### Your instructions
Reproduce verbatim the stretch of lines from the one containing "Reviewer note: make sure each instance of the bicycle in" through the one containing "[(69, 867), (561, 520), (210, 289)]", including both of those lines.

——

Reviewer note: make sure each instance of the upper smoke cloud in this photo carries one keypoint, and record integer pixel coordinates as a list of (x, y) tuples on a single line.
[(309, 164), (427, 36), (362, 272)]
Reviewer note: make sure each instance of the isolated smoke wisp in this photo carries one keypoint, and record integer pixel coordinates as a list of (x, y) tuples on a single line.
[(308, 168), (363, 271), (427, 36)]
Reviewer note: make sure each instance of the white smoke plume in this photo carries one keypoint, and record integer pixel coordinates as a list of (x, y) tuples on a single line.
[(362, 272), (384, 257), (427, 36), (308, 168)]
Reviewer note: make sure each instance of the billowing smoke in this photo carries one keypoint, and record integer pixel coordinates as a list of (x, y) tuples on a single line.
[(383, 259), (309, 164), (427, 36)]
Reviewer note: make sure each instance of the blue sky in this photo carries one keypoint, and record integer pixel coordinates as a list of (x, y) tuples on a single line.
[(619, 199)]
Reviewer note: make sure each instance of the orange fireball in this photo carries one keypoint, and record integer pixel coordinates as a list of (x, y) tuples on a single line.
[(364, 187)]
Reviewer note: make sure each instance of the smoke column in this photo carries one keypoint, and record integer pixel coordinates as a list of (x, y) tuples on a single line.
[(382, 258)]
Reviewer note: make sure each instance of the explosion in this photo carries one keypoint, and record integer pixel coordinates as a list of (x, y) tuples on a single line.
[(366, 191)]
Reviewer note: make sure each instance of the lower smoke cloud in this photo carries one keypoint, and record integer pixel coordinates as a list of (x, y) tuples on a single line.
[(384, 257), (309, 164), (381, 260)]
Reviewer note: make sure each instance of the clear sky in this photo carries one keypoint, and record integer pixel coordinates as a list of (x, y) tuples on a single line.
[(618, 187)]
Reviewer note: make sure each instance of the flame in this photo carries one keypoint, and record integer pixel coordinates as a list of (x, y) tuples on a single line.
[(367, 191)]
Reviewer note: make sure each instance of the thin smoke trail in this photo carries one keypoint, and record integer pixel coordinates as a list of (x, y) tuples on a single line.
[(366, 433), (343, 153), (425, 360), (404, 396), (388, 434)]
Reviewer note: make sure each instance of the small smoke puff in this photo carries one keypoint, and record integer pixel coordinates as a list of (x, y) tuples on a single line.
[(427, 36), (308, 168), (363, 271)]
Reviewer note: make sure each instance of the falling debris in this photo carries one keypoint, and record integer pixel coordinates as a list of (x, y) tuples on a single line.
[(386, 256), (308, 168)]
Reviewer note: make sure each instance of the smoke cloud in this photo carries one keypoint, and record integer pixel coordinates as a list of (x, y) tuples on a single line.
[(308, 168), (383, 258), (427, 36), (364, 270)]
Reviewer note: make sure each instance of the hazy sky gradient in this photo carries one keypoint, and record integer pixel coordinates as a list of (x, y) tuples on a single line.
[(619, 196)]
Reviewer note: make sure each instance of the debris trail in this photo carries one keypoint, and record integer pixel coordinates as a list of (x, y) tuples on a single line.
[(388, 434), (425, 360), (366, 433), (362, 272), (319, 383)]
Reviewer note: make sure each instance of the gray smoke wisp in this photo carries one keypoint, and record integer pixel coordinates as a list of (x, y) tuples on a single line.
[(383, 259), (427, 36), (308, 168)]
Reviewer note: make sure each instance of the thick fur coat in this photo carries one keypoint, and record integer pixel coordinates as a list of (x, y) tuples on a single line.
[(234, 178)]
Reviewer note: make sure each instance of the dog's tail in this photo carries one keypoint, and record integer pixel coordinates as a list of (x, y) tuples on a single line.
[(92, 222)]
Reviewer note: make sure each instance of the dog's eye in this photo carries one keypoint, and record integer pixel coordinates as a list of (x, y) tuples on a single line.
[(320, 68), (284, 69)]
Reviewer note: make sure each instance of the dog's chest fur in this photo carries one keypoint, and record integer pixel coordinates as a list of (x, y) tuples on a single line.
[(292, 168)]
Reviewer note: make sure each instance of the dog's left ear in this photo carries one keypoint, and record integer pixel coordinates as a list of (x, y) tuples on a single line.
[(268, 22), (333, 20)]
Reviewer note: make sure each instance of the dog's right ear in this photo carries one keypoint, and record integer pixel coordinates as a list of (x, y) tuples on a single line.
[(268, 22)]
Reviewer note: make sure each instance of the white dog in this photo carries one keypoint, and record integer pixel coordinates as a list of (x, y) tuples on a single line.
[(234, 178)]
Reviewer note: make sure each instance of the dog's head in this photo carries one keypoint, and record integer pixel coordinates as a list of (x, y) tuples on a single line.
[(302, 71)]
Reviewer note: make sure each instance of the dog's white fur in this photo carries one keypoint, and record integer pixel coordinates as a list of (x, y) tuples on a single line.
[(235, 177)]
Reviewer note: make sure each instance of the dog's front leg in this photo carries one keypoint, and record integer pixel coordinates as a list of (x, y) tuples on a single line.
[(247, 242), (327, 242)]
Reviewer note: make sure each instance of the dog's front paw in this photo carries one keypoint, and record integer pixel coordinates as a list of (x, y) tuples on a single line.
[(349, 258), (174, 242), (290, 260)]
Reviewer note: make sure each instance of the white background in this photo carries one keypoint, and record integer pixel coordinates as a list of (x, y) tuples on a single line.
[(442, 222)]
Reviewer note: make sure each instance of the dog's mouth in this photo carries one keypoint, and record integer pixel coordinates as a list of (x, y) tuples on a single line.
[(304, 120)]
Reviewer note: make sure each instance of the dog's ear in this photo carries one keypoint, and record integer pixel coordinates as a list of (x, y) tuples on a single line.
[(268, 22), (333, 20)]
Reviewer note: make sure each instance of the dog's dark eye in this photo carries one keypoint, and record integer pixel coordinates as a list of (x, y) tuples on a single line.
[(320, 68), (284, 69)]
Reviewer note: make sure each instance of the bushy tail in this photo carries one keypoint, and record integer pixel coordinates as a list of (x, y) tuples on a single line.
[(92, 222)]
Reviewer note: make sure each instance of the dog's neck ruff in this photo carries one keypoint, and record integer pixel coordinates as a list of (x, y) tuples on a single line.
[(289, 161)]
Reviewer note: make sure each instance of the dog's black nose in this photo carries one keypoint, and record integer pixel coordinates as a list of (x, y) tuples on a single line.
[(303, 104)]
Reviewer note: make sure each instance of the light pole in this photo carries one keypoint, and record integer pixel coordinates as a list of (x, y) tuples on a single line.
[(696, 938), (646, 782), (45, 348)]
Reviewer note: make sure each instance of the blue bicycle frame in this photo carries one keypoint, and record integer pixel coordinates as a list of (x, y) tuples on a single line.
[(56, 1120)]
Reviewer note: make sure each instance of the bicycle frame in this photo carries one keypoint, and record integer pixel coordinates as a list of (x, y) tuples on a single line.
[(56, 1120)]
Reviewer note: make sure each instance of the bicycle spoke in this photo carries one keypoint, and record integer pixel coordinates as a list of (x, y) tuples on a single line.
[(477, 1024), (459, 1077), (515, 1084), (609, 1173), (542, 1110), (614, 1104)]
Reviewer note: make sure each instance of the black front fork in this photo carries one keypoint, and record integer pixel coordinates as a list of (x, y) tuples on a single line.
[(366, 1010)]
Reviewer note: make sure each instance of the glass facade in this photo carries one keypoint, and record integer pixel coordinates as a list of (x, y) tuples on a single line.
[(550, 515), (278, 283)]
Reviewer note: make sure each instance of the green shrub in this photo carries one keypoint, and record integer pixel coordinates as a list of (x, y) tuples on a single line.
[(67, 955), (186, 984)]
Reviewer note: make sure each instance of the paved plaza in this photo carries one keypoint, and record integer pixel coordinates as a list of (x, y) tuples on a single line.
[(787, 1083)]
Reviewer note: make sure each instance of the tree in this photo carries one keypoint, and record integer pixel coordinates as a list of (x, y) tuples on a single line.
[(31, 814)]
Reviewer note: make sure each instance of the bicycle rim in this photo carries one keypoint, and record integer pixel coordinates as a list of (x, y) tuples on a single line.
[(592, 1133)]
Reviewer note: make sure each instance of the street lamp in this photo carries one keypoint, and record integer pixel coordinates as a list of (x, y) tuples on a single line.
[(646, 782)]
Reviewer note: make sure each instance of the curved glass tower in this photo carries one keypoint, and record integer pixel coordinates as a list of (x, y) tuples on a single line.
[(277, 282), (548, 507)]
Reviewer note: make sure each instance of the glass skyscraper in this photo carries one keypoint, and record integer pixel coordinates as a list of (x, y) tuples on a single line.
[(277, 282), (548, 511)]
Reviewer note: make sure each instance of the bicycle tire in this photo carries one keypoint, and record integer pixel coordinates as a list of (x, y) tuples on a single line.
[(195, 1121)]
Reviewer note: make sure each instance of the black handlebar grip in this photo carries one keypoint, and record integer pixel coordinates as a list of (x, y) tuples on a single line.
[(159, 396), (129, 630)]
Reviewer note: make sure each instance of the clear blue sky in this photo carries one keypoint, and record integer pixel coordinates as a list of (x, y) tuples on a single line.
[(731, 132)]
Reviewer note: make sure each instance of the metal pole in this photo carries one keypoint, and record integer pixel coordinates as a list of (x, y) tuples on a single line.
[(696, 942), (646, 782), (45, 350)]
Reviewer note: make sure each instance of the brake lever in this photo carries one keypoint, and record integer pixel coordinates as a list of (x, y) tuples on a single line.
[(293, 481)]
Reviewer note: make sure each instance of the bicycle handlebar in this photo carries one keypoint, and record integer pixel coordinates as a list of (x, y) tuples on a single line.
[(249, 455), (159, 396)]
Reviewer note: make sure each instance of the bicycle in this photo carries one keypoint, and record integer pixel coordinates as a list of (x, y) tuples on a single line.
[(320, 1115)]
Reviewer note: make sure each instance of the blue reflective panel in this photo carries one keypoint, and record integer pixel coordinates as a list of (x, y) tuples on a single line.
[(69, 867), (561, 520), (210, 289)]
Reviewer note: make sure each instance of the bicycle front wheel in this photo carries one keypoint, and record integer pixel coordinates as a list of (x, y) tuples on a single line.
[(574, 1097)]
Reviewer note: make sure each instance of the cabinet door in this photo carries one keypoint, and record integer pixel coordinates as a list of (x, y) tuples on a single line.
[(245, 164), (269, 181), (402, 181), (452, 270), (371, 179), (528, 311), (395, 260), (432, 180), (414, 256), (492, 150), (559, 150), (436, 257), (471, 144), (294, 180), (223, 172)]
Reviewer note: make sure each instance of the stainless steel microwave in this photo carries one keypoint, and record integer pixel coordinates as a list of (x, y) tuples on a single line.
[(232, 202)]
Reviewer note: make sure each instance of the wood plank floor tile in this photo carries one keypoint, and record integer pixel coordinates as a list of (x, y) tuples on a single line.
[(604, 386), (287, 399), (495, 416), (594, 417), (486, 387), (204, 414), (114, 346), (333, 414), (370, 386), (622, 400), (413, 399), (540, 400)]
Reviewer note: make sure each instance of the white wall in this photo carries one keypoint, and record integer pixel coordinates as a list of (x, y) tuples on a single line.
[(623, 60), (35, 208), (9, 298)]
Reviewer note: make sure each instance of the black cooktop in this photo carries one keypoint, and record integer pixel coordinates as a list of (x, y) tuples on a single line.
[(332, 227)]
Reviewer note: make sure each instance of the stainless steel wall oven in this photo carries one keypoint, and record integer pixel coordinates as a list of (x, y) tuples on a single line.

——

### Exercise result
Reviewer note: make sure each instance of the bicycle in this photo carries one keypoint, and record integer pixel coordinates as a list of (x, y) tuples on a single line.
[(320, 1115)]
Reviewer note: make sure each instance of the blue reflective panel in this photo carries one keypoint, and record integer pixel coordinates as a list of (x, y) tuples on a single line.
[(69, 867), (561, 520), (210, 289)]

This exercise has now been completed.